- **Data for this exercise**:

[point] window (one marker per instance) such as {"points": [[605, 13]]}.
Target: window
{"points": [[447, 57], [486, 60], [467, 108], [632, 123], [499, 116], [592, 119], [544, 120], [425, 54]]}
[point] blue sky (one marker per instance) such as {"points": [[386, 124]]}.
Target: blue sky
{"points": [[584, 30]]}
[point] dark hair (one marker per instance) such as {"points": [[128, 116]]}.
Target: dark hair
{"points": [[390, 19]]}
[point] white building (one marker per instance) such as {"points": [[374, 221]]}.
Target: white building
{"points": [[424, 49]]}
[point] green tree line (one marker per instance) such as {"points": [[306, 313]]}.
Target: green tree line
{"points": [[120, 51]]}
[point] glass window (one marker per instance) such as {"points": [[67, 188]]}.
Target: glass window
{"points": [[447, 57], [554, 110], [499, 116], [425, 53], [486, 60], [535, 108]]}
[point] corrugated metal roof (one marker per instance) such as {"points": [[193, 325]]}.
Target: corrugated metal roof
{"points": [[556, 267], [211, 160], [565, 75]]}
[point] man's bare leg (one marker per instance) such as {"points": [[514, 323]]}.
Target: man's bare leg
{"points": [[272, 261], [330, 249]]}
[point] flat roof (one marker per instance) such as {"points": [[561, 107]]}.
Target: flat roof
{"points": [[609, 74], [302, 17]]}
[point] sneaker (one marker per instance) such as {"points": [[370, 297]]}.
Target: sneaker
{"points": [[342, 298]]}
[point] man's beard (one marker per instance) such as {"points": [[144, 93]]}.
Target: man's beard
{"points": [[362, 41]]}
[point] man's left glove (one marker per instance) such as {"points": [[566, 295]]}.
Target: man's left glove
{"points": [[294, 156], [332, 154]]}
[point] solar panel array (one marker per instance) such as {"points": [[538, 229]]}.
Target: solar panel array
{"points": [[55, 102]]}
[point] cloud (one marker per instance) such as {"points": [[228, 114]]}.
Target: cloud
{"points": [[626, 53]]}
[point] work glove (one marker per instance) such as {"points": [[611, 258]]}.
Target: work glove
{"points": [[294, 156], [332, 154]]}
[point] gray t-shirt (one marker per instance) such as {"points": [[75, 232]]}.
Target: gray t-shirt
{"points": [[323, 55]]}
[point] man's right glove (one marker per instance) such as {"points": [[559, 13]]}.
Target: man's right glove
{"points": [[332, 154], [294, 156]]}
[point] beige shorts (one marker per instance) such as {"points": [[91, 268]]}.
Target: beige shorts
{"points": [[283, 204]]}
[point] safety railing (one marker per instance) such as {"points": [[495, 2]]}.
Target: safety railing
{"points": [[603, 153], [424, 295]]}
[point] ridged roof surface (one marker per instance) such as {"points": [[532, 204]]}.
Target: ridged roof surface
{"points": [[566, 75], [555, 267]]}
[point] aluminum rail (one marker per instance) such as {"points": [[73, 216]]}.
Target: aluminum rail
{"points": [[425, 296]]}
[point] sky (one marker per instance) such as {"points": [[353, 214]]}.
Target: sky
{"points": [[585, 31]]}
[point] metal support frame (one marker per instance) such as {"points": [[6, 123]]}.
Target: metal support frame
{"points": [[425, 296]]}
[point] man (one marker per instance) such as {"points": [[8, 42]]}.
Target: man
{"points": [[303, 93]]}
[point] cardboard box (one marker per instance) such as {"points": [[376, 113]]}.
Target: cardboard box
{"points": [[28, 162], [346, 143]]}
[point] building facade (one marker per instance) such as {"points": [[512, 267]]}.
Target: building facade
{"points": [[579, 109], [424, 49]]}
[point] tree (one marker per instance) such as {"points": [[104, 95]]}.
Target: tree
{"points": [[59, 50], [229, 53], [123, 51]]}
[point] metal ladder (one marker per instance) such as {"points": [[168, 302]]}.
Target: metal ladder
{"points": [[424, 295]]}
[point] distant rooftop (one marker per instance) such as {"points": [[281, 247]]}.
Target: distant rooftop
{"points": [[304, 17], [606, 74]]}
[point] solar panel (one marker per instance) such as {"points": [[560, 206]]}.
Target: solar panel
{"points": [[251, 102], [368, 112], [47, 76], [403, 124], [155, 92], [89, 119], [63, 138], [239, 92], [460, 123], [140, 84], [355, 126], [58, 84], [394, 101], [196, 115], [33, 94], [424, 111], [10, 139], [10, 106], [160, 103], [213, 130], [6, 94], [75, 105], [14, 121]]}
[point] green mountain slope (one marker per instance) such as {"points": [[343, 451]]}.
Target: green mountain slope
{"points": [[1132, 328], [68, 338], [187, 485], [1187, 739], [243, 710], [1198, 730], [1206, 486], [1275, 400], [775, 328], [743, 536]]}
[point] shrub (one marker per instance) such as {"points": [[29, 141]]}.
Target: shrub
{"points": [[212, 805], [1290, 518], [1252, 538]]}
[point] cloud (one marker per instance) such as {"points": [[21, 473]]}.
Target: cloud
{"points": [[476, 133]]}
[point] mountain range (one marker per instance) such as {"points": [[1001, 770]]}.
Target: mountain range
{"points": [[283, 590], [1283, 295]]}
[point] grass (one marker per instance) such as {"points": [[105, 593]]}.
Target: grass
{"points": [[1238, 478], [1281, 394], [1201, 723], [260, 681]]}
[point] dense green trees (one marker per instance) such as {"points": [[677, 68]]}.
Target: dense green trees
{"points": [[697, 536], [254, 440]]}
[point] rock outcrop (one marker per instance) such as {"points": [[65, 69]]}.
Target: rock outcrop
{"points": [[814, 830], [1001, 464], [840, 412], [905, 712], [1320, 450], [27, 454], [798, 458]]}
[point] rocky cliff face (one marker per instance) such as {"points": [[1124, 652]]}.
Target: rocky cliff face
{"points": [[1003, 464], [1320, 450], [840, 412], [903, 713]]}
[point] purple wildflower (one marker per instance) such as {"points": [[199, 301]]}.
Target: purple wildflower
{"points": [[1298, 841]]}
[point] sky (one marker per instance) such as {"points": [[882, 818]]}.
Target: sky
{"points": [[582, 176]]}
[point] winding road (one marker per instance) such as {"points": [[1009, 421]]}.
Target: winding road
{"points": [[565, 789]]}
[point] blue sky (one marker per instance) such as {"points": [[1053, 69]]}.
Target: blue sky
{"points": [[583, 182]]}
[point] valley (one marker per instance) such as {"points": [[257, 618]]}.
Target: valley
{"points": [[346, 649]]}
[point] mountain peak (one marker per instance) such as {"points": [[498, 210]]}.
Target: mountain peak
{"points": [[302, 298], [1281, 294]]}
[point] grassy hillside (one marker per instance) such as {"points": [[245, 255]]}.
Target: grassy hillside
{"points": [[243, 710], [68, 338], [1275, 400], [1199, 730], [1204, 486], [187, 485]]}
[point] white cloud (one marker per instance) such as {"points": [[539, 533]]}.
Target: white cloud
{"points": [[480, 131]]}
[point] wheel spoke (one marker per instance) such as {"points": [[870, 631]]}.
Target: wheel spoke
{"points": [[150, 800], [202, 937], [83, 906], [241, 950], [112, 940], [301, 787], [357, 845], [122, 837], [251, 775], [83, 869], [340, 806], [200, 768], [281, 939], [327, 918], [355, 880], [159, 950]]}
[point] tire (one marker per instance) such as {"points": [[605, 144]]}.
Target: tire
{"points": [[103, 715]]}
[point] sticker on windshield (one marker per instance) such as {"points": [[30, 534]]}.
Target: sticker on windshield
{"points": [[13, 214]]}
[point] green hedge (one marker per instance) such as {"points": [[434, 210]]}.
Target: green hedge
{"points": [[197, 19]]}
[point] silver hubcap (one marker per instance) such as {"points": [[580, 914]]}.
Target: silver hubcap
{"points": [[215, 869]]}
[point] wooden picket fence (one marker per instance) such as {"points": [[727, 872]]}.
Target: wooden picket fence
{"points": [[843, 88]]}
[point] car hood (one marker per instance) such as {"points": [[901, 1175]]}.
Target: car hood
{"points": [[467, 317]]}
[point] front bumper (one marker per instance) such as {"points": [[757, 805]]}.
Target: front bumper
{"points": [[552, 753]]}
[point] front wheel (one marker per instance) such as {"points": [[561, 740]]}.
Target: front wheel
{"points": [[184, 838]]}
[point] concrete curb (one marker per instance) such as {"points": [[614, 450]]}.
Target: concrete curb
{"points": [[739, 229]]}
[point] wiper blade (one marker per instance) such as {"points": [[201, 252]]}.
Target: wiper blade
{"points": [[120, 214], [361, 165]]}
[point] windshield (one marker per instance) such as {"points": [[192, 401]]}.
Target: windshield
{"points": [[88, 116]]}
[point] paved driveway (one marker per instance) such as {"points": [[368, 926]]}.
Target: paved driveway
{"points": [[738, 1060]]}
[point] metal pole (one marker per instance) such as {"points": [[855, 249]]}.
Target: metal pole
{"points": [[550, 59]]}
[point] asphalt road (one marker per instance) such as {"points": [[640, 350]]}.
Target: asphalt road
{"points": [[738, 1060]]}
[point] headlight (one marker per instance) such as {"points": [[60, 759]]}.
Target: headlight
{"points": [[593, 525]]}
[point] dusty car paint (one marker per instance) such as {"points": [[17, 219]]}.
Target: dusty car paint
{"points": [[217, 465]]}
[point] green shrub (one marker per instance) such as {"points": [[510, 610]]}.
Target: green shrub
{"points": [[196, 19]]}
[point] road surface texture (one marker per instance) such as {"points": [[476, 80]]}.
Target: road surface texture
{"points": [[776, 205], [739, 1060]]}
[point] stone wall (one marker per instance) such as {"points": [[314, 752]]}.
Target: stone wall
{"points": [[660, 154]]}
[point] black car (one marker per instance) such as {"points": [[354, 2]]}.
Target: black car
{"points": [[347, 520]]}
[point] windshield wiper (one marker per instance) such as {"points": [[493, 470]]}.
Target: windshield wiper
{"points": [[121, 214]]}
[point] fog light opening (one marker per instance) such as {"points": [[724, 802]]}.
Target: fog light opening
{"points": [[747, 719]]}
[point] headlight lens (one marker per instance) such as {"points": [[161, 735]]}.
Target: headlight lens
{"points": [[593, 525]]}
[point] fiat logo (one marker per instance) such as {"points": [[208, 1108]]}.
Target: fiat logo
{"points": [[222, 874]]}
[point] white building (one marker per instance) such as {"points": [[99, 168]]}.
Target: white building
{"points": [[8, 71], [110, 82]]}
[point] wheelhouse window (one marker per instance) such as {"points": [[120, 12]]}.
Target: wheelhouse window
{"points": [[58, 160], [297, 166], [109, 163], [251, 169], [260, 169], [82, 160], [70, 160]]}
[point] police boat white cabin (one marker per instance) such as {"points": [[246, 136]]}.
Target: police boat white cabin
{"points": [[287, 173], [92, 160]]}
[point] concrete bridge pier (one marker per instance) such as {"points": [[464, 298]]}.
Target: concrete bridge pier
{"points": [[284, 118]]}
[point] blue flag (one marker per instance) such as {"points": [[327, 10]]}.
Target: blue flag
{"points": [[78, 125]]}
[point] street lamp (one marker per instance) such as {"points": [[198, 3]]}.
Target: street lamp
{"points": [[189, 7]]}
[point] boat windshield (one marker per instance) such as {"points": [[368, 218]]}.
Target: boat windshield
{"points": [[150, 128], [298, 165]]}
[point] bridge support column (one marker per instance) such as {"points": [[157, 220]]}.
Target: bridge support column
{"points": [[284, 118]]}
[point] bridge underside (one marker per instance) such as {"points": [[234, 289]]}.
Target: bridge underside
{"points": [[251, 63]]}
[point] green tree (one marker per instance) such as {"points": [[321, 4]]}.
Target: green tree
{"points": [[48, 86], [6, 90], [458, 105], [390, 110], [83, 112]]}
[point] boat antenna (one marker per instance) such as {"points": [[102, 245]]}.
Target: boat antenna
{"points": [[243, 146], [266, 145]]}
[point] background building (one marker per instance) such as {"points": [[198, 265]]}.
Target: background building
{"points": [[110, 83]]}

- **Written instruction**: Quote, without alteration, the final stretch of the entries: the line with "[point] wheelhouse window" onward to the last line.

- **Response below**:
[point] wheelhouse window (one marker per instance) such as {"points": [[120, 12]]}.
Target: wheelhouse window
{"points": [[58, 160], [297, 166], [109, 163], [251, 169], [260, 169], [82, 160], [70, 160]]}
[point] police boat white cabin (one marker per instance) such as {"points": [[246, 136]]}.
Target: police boat white cabin
{"points": [[287, 173], [92, 160]]}
[point] concrete bridge pier (one marker per instance) such as {"points": [[464, 298]]}.
Target: concrete bridge pier
{"points": [[284, 118]]}
[point] blue flag (one marker per instance) such as {"points": [[327, 10]]}.
Target: blue flag
{"points": [[78, 125]]}
[point] street lamp (one marker per instance) such as {"points": [[198, 3]]}.
Target: street lamp
{"points": [[189, 7]]}
[point] boat windshield (one marker per instance) such as {"points": [[368, 218]]}.
Target: boat windshield
{"points": [[150, 128], [298, 165]]}
[point] bridge support column (one marker per instance) such as {"points": [[157, 220]]}.
Target: bridge support column
{"points": [[284, 118]]}
[point] bridge underside (one marker per instance) such as {"points": [[234, 289]]}.
Target: bridge underside
{"points": [[251, 63]]}
[point] green tree (one marker per instance) such as {"points": [[321, 4]]}.
Target: green tree
{"points": [[48, 86], [6, 90], [458, 105], [390, 110], [83, 112]]}
[point] boat antenna (one marker per instance) such as {"points": [[102, 245]]}.
Target: boat antenna
{"points": [[243, 146], [266, 145]]}
[point] background building (one marker per instance) such as {"points": [[198, 265]]}.
Target: background building
{"points": [[110, 83]]}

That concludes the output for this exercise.